# PROBLEM STATEMENT
Every single record needs to be restated word for word.

# PROVIDED INFORMATION
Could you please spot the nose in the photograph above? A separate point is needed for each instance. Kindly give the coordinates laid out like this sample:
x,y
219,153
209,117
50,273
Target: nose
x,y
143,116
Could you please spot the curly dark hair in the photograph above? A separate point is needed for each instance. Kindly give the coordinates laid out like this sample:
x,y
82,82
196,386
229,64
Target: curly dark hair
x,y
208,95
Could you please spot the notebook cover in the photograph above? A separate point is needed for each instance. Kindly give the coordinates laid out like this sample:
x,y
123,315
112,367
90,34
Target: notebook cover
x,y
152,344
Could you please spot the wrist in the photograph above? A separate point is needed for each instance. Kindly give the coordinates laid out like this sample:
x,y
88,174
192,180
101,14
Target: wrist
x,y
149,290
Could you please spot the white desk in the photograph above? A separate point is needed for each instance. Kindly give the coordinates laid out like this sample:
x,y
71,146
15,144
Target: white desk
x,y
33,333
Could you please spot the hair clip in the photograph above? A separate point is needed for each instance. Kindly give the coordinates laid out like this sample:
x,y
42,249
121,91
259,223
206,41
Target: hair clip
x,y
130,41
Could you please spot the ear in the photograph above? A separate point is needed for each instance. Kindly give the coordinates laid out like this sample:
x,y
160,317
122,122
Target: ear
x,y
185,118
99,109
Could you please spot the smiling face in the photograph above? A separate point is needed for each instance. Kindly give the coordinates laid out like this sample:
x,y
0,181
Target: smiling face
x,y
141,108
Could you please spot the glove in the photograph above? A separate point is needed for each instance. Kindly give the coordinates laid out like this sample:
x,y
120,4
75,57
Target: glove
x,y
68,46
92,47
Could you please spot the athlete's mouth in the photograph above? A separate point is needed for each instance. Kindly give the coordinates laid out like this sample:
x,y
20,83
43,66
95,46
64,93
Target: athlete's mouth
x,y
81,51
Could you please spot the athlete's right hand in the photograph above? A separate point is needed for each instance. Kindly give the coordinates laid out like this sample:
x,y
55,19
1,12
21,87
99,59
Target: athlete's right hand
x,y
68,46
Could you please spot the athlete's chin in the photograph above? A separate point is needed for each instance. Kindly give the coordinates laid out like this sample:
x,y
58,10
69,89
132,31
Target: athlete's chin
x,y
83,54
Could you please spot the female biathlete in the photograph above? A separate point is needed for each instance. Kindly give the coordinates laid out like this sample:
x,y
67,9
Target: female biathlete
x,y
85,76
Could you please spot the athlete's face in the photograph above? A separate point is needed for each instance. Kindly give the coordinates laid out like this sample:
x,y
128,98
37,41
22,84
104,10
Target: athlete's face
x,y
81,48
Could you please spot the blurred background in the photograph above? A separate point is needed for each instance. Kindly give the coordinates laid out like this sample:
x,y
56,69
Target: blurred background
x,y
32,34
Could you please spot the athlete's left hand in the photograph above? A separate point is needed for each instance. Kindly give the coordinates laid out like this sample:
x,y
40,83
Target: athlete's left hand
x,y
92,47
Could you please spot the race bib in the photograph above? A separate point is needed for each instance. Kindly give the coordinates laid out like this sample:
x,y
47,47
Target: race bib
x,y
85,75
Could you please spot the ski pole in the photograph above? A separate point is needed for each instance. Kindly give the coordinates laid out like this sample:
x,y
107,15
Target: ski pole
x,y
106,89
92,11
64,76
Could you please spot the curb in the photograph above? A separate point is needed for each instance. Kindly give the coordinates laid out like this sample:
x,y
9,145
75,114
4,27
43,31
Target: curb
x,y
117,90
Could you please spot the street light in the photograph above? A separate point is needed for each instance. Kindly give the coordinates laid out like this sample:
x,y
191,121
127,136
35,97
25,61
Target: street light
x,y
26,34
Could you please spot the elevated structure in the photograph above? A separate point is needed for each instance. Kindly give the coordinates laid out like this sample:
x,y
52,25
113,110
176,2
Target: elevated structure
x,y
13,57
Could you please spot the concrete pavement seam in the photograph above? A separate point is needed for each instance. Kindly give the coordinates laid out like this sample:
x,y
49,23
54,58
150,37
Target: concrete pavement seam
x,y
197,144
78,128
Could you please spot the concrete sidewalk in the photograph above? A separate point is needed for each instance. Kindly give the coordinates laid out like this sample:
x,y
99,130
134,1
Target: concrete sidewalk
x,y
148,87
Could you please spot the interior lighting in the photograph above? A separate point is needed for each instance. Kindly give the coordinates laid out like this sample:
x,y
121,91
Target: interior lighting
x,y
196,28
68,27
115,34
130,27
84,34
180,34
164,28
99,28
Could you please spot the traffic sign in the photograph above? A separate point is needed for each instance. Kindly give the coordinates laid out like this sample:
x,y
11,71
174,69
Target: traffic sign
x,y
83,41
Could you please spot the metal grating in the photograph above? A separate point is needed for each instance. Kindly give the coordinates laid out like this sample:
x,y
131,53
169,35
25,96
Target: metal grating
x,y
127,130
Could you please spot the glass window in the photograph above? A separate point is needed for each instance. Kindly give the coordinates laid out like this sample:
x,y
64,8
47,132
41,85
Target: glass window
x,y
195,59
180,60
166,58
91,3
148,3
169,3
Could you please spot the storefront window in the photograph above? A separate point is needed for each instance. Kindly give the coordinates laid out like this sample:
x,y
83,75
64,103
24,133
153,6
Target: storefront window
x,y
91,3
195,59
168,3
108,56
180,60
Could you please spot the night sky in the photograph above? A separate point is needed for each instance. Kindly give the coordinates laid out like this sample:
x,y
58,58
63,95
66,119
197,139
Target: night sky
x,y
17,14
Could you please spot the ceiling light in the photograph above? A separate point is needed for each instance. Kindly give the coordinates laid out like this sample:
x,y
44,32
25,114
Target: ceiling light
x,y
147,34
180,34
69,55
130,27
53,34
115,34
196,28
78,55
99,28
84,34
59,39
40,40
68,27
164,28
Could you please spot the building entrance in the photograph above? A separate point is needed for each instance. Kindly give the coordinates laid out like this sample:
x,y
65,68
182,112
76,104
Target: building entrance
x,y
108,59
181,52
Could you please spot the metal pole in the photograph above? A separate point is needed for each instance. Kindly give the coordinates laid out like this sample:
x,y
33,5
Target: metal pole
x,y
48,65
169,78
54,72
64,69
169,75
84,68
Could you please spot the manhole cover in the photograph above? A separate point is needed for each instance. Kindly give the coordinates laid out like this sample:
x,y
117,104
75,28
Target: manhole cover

# TASK ANSWER
Could you please spot the nose in the photograph above? A separate point is needed for each instance. Kindly give the coordinates laid out like this sample:
x,y
219,153
209,117
50,273
Target: nose
x,y
143,116
Could you please spot the curly dark hair in the photograph above? A separate point is needed for each instance. Kindly give the coordinates laid out like this sample:
x,y
82,82
196,386
229,64
Target: curly dark hair
x,y
208,95
Could you please spot the notebook cover in the photograph above? A separate point is needed for each instance. Kindly give the coordinates laid out like this sample:
x,y
123,315
112,367
90,34
Target: notebook cover
x,y
152,344
Could you please spot the wrist in the photograph above? A separate point is needed for each instance. Kindly give the coordinates laid out like this sample:
x,y
88,174
192,180
101,14
Target: wrist
x,y
149,290
Could you please spot the white desk in the photograph above? A separate point is needed for each instance. Kindly give the coordinates laid out like this sample:
x,y
71,146
15,144
Target: white desk
x,y
33,333
Could you please spot the hair clip in the photograph above? A separate point is needed for each instance. Kindly give the coordinates laid out like this sample:
x,y
42,249
121,91
259,223
206,41
Target: hair clip
x,y
130,41
Could you please spot the ear in the photograph above? A separate point is needed for each instance. Kindly give the coordinates laid out like this sample:
x,y
160,317
122,122
Target: ear
x,y
185,118
99,109
Could you please spot the smiling face in the photograph above? A separate point is needed for each instance. Kindly give the coordinates laid out like this sample:
x,y
0,181
Target: smiling face
x,y
141,108
Could you please spot the glove in the photograph above? A separate point is needed for each instance. Kindly give the coordinates laid out like this sample:
x,y
120,4
75,57
Target: glove
x,y
68,46
92,47
Could you please spot the athlete's mouth in the photograph above? A separate point is needed for each instance. Kindly give the coordinates laid out like this sample:
x,y
20,83
43,66
95,46
64,93
Target: athlete's mouth
x,y
81,51
Could you please spot the athlete's right hand in the photograph above? A separate point is needed for each instance. Kindly give the coordinates laid out like this sample:
x,y
55,19
1,12
21,87
99,59
Target: athlete's right hand
x,y
68,46
Could you please spot the athlete's chin in the photograph above? A separate point is needed for each instance. Kindly give the coordinates laid out like this sample:
x,y
58,10
69,89
132,31
Target: athlete's chin
x,y
83,54
Could you please spot the female biathlete in the photograph above? A separate point is needed for each instance. Kindly give the coordinates laid out like this sample:
x,y
67,9
Target: female biathlete
x,y
85,76
Could you please spot the athlete's face in the photograph above? A separate point is needed for each instance. Kindly give the coordinates laid out like this sample:
x,y
128,98
37,41
22,84
104,10
Target: athlete's face
x,y
81,48
Could you please spot the blurred background in the photograph above? A separate point is needed for each instance. Kindly give the coordinates laid out like this sample:
x,y
56,69
Target: blurred background
x,y
32,34
Could you please spot the athlete's left hand in the photograph above? A separate point is needed for each instance. Kindly give the coordinates laid out like this sample:
x,y
40,83
Target: athlete's left hand
x,y
92,47
Could you please spot the race bib in the photograph above? A separate point is needed for each instance. Kindly give the coordinates laid out like this sample:
x,y
47,47
Target: race bib
x,y
85,75
Could you please spot the ski pole in the photograph above? A separate point is needed for each instance. Kindly give the coordinates laid out like this sample:
x,y
107,15
Target: ski pole
x,y
106,89
92,11
64,76
Could you please spot the curb in the photograph above? A separate point is needed for each instance. Kindly give the coordinates laid out like this sample:
x,y
9,145
75,114
4,27
43,31
Target: curb
x,y
117,90
Could you please spot the street light in the photograph above? A separate point is needed for each instance. Kindly give the coordinates laid out like this sample:
x,y
191,121
127,136
35,97
25,61
Target: street light
x,y
26,34
Could you please spot the elevated structure in the photograph above? A separate point is needed for each instance. Kindly give the coordinates laid out like this sample:
x,y
52,25
113,110
176,2
Target: elevated structure
x,y
13,57
Could you please spot the concrete pavement seam in the photograph above? A separate point is needed for each instance. Kindly give the coordinates laid out like this sample:
x,y
49,23
54,58
150,37
Target: concrete pavement seam
x,y
197,144
78,128
Could you please spot the concrete sidewalk in the photograph above? A separate point is needed for each instance. Kindly give the coordinates laid out like this sample:
x,y
99,130
134,1
Target: concrete sidewalk
x,y
148,87
Could you please spot the interior lighting in the photograph above? A separate point is needed for each instance. Kindly give the coordinates laid out like this sample:
x,y
121,91
Target: interior lighting
x,y
196,28
68,27
115,34
130,27
84,34
180,34
164,28
99,28
Could you please spot the traffic sign in the photograph above? A separate point is needed for each instance. Kindly give the coordinates laid out like this sample:
x,y
11,71
174,69
Target: traffic sign
x,y
83,41
Could you please spot the metal grating in the photograph above? A separate point is needed for each instance. Kindly give the coordinates laid out like this sample:
x,y
131,53
169,35
25,96
Target: metal grating
x,y
127,130
Could you please spot the glass window in the photograph above? A separate point is needed for each instance. Kindly give the coordinates laid out like this sample:
x,y
64,8
47,132
41,85
Target: glass window
x,y
195,59
180,60
166,58
91,3
148,3
169,3
Could you please spot the storefront window in the photograph above? A separate point is needed for each instance. Kindly give the coordinates laid out like this sample:
x,y
83,75
64,103
24,133
153,6
Target: storefront window
x,y
91,3
195,59
168,3
108,56
180,60
Could you please spot the night sky in the photograph above? A separate point is needed for each instance. Kindly give the coordinates laid out like this sample:
x,y
58,58
63,95
66,119
197,139
Target: night sky
x,y
17,14
Could you please spot the ceiling light in the photograph above? A separate point is needed for each instance. Kindly give the coordinates laid out like this sample:
x,y
44,32
25,114
Target: ceiling light
x,y
147,34
180,34
69,55
130,27
53,34
115,34
196,28
78,55
99,28
84,34
59,39
40,40
68,27
164,28
Could you please spot the building entrance in the photograph above? A separate point is needed for each instance. Kindly give the coordinates laid out like this sample:
x,y
65,68
182,112
76,104
Target: building entrance
x,y
108,59
181,52
Could you please spot the metal pole in the photograph above? A separate point is needed for each instance. Kindly give the coordinates laid out like this sample:
x,y
33,5
Target: metal pole
x,y
48,65
169,78
54,72
64,69
169,75
84,68
Could you please spot the manhole cover in the photograph above? A separate point is needed for each instance. Kindly give the coordinates laid out like this sample:
x,y
117,104
75,28
Target: manhole cover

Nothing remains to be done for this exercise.